— ТЕКСТ СТРАНИЦЫ —
☆ ☆ ☆

Голос тех, кто винит Банк России и Минфин в текущей рецессии все слышнее. Столыпинский клуб, "Деловая Россия", РСПП от лица всего бизнеса требуют изменить денежно-кредитную политику ЦБ и режим валютного курса: ставки понизить, выдать льготные кредиты на большие суммы по еще более низким ставкам, ввести ограничения на операции на валютном рынке, специальным образом ослаблять курс рубля. Дело дошло до создания целой политической партии, записавшей в своем манифесте одним из основных пунктов изменение денежно-кредитной политики. Первой строкой основных 10 тезисов Партии Роста – «Нам нужны дешевые кредиты». Для достижения этих целей предлагается даже сменить роль ЦБ, превратив его в Центральный Банк Развития.
В самом деле, насколько дорог кредит в России?

☆ ☆ ☆

— ПРЕДСТАВЛЕННЫЕ ДАННЫЕ —
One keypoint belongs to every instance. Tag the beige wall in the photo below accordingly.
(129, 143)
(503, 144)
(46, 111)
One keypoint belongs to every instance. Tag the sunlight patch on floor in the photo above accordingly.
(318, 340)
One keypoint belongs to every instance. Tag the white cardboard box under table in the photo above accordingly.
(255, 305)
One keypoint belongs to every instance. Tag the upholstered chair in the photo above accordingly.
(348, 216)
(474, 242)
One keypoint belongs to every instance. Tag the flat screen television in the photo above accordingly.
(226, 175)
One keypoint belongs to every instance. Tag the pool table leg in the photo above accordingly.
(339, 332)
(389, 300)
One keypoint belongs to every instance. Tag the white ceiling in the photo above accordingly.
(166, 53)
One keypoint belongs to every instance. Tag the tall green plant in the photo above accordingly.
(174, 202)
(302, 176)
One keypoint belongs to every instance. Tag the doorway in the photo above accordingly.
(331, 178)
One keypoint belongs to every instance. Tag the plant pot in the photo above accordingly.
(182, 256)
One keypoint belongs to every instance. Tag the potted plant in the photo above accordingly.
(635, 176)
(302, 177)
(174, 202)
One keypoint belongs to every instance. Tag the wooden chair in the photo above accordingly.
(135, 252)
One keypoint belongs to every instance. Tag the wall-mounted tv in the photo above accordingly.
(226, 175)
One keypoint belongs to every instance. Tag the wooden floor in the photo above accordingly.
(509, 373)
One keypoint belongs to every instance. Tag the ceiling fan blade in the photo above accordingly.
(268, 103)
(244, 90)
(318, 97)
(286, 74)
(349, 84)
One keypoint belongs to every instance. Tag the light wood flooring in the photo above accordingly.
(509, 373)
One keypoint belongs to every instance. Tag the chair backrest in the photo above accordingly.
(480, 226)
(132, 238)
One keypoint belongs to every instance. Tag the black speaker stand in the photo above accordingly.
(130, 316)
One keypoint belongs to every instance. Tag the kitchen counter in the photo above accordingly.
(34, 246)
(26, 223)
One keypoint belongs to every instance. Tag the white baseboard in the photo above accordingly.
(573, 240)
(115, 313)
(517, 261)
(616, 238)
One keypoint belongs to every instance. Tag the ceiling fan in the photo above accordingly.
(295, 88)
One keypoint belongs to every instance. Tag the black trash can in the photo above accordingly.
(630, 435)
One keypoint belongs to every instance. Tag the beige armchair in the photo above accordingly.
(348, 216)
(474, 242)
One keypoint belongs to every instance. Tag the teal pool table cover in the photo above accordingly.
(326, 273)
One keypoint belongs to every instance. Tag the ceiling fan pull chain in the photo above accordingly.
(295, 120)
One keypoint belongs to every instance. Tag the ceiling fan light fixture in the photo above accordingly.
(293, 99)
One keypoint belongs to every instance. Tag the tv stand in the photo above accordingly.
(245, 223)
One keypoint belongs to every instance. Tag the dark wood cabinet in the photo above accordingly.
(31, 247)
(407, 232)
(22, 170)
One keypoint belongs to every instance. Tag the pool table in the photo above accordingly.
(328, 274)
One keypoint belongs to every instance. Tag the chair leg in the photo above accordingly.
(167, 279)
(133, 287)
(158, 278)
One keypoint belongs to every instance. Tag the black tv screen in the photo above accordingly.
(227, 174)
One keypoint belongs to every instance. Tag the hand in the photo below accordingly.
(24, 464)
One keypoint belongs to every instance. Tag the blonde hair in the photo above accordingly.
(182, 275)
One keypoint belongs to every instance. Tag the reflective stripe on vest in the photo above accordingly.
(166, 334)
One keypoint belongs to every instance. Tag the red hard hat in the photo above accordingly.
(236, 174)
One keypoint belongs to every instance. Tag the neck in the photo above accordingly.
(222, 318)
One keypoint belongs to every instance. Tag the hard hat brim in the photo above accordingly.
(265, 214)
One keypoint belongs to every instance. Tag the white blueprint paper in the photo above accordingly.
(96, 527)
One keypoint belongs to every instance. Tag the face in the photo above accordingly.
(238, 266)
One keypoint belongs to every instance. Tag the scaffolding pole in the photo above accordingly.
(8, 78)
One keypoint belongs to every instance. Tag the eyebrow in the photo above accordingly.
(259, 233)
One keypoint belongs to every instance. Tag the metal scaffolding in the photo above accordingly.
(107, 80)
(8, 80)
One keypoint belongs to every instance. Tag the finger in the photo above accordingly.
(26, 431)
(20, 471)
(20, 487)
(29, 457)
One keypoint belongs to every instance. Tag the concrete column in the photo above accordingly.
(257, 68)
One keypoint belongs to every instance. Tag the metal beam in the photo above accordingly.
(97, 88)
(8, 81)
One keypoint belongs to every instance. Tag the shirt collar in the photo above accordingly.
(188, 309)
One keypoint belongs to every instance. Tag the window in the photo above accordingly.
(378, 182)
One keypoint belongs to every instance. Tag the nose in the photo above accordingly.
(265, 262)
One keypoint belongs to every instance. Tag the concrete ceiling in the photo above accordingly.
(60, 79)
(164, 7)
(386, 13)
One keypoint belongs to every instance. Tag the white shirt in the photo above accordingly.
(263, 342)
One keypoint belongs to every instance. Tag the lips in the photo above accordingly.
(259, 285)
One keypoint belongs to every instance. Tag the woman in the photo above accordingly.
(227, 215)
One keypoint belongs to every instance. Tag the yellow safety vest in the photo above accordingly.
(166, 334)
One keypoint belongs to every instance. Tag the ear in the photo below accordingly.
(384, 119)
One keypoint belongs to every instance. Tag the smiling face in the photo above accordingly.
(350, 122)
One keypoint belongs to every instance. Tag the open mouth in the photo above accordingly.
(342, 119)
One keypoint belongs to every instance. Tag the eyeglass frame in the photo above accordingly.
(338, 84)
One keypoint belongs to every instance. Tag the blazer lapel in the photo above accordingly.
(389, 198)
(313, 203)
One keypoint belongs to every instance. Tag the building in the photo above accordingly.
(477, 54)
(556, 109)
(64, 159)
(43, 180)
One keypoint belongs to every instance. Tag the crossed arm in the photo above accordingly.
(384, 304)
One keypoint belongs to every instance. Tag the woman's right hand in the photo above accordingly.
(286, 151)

☆ ☆ ☆

— ЧТО ТРЕБУЕТСЯ СДЕЛАТЬ —
[1] Ответьте на вопросы по тексту о денежно-кредитной политике:
(a) Какие объединения от лица всего бизнеса требуют изменить денежно-кредитную политику ЦБ и режим валютного курса?
(b) Что стоит первой строкой основных 10 тезисов Партии Роста?
(c) В какую организацию предлагается превратить ЦБ?
[2] Перечислите все меры, которых бизнес требует от ЦБ согласно тексту о денежно-кредитной политике.
[3] Воспроизведите из текста о денежно-кредитной политике всё, начиная со слов "Голос тех, кто" и заканчивая словами "Центральный Банк Развития.".

— ОТВЕТЫ ПО ПОРЯДКУ —
[1]
(a) Столыпинский клуб, "Деловая Россия" и РСПП.
(b) «Нам нужны дешевые кредиты».
(c) В Центральный Банк Развития.

[2]
- понизить ставки;
- выдать льготные кредиты на большие суммы по еще более низким ставкам;
- ввести ограничения на операции на валютном рынке;
- специальным образом ослаблять курс рубля.

[3]
Голос тех, кто винит Банк России и Минфин в текущей рецессии все слышнее. Столыпинский клуб, "Деловая Россия", РСПП от лица всего бизнеса требуют изменить денежно-кредитную политику ЦБ и режим валютного курса: ставки понизить, выдать льготные кредиты на большие суммы по еще более низким ставкам, ввести ограничения на операции на валютном рынке, специальным образом ослаблять курс рубля. Дело дошло до создания целой политической партии, записавшей в своем манифесте одним из основных пунктов изменение денежно-кредитной политики. Первой строкой основных 10 тезисов Партии Роста – «Нам нужны дешевые кредиты». Для достижения этих целей предлагается даже сменить роль ЦБ, превратив его в Центральный Банк Развития.